Your instructions:
Repeat the whole of the data, keeping every detail the same.

Provided records:
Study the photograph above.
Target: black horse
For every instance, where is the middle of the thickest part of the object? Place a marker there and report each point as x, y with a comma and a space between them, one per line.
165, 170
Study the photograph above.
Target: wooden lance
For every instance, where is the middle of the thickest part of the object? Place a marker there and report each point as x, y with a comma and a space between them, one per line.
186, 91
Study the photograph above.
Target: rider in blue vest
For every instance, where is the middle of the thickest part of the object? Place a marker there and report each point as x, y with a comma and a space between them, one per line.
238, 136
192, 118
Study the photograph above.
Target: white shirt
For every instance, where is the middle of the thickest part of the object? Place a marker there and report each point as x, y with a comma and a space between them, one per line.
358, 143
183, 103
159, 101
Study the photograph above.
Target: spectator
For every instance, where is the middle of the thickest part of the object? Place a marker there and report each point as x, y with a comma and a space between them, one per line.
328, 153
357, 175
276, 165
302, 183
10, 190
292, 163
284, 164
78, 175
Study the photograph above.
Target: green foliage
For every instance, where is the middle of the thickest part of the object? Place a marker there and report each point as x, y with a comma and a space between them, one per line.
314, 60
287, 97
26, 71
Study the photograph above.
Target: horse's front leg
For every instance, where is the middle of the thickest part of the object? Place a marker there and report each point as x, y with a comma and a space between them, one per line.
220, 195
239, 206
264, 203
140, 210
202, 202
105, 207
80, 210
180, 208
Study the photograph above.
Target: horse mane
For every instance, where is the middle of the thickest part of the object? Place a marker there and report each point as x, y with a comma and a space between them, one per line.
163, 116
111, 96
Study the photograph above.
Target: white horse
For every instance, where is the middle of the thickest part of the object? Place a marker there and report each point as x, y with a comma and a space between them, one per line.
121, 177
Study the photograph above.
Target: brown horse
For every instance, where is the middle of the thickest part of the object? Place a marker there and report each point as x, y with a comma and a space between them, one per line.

Exercise result:
Study the photograph above.
Target: black horse
For every instance, where is the middle of the thickest part of the object? Place a marker there and report each point as x, y with a comma and a space between them, one per line.
165, 170
Study the photograph above.
Target: wooden lance
For every instance, where is the middle of the thickest part of the object? Place a marker there and report each point as x, y with a comma and a space between them, one per line.
186, 91
Study the photograph above.
Target: rider in blue vest
For every instance, where is the middle of the thickest part of the object? Place a marker there and report each point as x, y with a comma and a space between them, one per line.
238, 136
192, 118
Study the photograph above.
Target: white shirt
For every instance, where is the middle of the thickest part of the object? Place a marker there and report each point as x, y with a comma and a space between them, one per line.
358, 143
183, 103
159, 101
Study the photograph above.
Target: spectator
For every instance, where is the middle of the thickest part of the object? Place a marker there and report each point as x, y with a comma and a space between them, one per line.
328, 153
357, 175
276, 165
302, 183
10, 190
292, 163
284, 164
78, 175
Study the photograph above.
Target: green foliage
For every instance, where is the middle of the thickest part of the object? Place a marker there and report each point as x, y with a comma and a space between them, one per line.
314, 60
287, 97
26, 71
Study the photograph above.
Target: horse's front leg
For every instance, where is the middle of the thickest part of the object? Place a marker there and report each point as x, y with a comma and a space between them, one per line.
220, 195
239, 206
264, 203
140, 210
202, 202
105, 207
80, 210
180, 208
Study the photograph above.
Target: horse mane
For every instance, where is the middle of the thickest part of the object? Place a marker there and report each point as x, y with a comma and a space between them, one per line.
163, 116
111, 96
Study the photograph above.
Target: white horse
For every instance, where is the middle of the thickest part of the object? Place a marker there and report each point as x, y with a comma and a space between them, one per line.
121, 177
Study the photograph above.
Target: brown horse
For every instance, where is the middle of the thickest part of the object? Place a marker there and report each point as x, y with a comma and a space between them, one per line.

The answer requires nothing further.